= TEXT BLOCK =

* Start *

Fourier transform of squared exponential integral $\operatorname{Ei}^2(-|x|)$

I changed my evaluation slightly, and I was able to get the result in a very simple form.

First notice that $$ \int_{-\infty}^{\infty} \text{Ei}^{2}(-|x|) e^{ikx} \, dx = 2 \int_{0}^{\infty} \text{Ei}^{2}(-x) \cos(kx) \, dx. $$

Then integrating by parts, and assuming for now that $k >0$,

$$ \begin{align}\int_{-\infty}^{\infty} \text{Ei}^{2}(-|x|) e^{ikx} \, dx &= 2 \left(\frac{ \text{Ei}^{2} (-x)\sin (kx)}{k} \Bigg|^{\infty}_{0} - \frac{2}{k} \int_{0}^{\infty}\frac{ \sin(kx) e^{-x} \text{Ei}(-x) }{x} \, dx \right) \\ &= - \frac{4}{k} \int_{0}^{\infty} \frac{ \sin(kx) e^{-x} \text{Ei}(-x) }{x} \, dx \\ &= \frac{4}{k} \int_{0}^{\infty}\frac{ \sin(kx) e^{-x} }{x} \int_{1}^{\infty} \frac{e^{-tx}}{t} \, dt \, dx \\ &= \frac{4}{k} \int_{1}^{\infty} \frac{1}{t} \int_{0}^{\infty} \frac{\sin(kx) e^{-(1+t)x} }{x} \, dx \, dt \\ &= \frac{4}{k} \int_{1}^{\infty} \frac{1}{t} \, \arctan \left(\frac{k}{1+t} \right) \, dt \tag{1} \\ &= \frac{4}{k} \left( \log(t) \arctan \left(\frac{k}{1+t} \right) \Bigg|^{\infty}_{1} + k \int_{1}^{\infty} \frac{\log(t)}{t^{2}+2t+1+k^{2}} \, dt \right) \\ &= 4 \int_{1}^{\infty} \frac{\log(t)}{t^{2}+2t+1+k^{2}} \, dt \\ &= - 4 \int_{0}^{1} \frac{\log(u)}{1+2u+(1+k^2)u^{2}} \, du \tag{2} \\ &= - \frac{4}{1+k^{2}} \int_{0}^{1} \frac{\log(u)}{u^{2}+ \frac{2}{1+k^{2}}u+ \frac{1}{1+k^{2}}} \, du \\& = \frac{2i}{k} \left( \int_{0}^{1} \frac{\log(u)}{u+ \frac{1}{1+ik}} \, du - \int_{0}^{1} \frac{\log(u)}{u+ \frac{1}{1-ik}} \, du\right) . \end{align}$$

In general, $$ \begin{align} \int \frac{\log(x)}{x+a} \, dx &= \frac{1}{a} \int \frac{\log(x)}{1+ \frac{x}{a}} \, dx \\ &= \log(x) \log \left(1+ \frac{x}{a} \right) - \int \frac{\log(1+ \frac{x}{a})}{x} \, dx \\ &= \log(x) \log \left(1+ \frac{x}{a} \right) + \text{Li}_{2} \left(- \frac{x}{a} \right) +C. \end{align}$$

Using this result we get

$$ \int_{-\infty}^{\infty} \text{Ei}^{2}(-|x|) e^{ikx} \, dx = \frac{2i}{k} \Big( \text{Li}_{2} (-1-ik) - \text{Li}_{2} (-1+ik) \Big) . $$

This appears to be correct for various values of $k$. And the presence of the imaginary unit does not mean that the result is not real valued.

* End *

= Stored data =
* Start *

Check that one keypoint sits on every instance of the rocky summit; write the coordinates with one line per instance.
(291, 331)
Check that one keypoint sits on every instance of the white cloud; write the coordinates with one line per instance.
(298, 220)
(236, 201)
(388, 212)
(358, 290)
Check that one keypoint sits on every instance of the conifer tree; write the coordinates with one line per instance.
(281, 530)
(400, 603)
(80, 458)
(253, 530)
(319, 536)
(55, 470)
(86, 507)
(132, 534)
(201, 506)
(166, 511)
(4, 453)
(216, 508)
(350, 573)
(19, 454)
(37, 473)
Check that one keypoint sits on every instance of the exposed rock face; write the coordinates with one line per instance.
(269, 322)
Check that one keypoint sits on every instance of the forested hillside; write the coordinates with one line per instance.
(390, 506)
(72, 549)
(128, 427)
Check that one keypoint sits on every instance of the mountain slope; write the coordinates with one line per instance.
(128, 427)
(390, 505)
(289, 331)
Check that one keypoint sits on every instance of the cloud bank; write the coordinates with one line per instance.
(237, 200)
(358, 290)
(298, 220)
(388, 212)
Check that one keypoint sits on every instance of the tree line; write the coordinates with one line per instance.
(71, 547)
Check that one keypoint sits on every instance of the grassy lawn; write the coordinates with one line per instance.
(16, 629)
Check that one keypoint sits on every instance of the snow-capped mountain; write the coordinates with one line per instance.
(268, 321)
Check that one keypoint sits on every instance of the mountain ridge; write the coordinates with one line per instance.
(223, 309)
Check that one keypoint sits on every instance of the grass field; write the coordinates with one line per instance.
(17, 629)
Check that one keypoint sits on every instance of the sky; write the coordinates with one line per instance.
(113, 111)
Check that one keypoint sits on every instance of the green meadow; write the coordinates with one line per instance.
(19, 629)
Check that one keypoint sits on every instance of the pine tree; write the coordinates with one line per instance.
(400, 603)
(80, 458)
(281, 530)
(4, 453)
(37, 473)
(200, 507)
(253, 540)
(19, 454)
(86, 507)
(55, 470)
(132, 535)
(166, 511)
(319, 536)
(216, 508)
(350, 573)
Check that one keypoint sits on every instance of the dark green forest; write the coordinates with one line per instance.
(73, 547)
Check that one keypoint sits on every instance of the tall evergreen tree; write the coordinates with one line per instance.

* End *

= WRITTEN EXERCISE 1 =
In the Fourier transform derivation, what is assumed about k before integrating by parts?
= WRITTEN EXERCISE 2 =
Please reproduce the Fourier transform derivation from "Fourier transform of" up to and including "very simple form.".

= PROBLEM SOLUTION 1 =
It is assumed that k > 0.

= PROBLEM SOLUTION 2 =
Fourier transform of squared exponential integral $\operatorname{Ei}^2(-|x|)$

I changed my evaluation slightly, and I was able to get the result in a very simple form.